-- START EXERCISE INPUT --
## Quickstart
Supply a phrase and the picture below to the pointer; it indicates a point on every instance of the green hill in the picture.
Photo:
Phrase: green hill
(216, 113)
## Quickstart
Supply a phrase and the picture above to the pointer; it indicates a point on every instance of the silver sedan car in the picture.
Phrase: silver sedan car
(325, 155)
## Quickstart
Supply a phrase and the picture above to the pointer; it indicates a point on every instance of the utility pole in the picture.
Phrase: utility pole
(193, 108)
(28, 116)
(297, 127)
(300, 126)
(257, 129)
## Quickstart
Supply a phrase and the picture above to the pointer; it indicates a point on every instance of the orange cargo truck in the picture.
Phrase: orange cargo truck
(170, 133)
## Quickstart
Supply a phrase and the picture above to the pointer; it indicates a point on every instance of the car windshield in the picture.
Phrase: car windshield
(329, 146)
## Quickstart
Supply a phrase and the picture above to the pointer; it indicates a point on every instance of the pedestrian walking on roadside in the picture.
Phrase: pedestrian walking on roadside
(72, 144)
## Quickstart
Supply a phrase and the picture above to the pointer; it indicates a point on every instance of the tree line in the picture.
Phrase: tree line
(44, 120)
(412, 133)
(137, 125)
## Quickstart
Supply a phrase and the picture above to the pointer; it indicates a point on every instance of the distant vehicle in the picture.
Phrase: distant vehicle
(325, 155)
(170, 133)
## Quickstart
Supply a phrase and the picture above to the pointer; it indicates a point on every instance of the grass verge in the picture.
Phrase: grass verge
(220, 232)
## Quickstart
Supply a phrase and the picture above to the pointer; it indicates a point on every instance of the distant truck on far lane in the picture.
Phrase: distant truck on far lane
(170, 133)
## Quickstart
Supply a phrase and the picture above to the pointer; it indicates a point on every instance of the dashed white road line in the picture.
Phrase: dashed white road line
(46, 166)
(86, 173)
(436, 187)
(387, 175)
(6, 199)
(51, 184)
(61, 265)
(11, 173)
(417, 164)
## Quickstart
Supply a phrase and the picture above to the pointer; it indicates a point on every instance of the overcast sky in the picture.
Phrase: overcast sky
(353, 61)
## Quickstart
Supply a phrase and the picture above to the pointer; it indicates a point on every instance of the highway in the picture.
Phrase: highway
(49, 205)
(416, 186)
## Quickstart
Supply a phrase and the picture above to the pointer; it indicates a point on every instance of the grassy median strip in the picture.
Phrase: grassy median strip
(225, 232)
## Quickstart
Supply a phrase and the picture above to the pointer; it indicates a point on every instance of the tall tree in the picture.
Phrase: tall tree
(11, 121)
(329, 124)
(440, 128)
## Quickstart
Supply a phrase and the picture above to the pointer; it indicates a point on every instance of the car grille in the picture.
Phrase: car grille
-- END EXERCISE INPUT --
▶ WORK TO DO: Please count the lines in the records above that contain the word "dashed". Reply with the number alone.

▶ TASK ANSWER: 2